(Referring expression data)
——

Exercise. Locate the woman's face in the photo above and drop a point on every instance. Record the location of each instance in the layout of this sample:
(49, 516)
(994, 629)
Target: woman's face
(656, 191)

——

▶ Work instructions
Each record must be restated word for word, including the last line.

▶ Reply
Exercise. Locate the woman's face in the photo above and drop a point on every instance. Record the location of each instance in the layout of this sample:
(49, 516)
(994, 629)
Target: woman's face
(656, 191)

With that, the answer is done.